Task details
Return the records below from the line containing "Target: rubber playground surface" onward, exactly, through and including the last line.

Records from a collection
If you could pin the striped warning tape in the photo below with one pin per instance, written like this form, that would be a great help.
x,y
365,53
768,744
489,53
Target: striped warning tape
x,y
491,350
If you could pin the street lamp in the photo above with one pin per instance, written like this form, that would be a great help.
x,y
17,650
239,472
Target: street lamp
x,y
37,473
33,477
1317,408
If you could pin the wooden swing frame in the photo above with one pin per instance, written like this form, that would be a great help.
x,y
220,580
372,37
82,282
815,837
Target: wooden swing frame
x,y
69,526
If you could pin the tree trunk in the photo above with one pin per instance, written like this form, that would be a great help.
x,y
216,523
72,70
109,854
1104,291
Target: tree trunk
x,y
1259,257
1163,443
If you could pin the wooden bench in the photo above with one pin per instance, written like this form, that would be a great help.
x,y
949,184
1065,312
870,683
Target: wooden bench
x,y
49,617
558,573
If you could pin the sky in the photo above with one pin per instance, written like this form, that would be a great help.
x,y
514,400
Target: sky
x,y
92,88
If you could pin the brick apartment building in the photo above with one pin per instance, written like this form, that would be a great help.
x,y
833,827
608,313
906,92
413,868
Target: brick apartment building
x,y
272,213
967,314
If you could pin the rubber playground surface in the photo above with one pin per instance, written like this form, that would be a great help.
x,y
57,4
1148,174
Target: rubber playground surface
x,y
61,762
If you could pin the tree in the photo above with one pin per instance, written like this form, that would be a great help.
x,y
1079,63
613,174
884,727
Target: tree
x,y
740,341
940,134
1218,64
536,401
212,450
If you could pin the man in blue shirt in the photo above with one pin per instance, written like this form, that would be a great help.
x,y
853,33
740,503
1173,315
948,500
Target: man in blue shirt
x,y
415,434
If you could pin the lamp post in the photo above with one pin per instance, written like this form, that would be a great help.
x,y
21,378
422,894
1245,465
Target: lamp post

Exercise result
Target: rubber playground surface
x,y
61,762
If you could pin the tree in the photo above with one pin per instance, written like this form, that would be a great help.
x,y
1079,63
613,174
884,727
Target: tree
x,y
740,341
940,134
1218,64
536,401
212,450
If you could pin the man in blue shirt in the photo above with one pin per instance, written like this form, that would be a great help.
x,y
853,33
740,503
1173,315
948,500
Target: man in blue shirt
x,y
415,434
If you could pin the lamp post in the photo above with one pin per instance, written like this form, that would be a great help.
x,y
21,378
422,894
1245,465
Target: lamp post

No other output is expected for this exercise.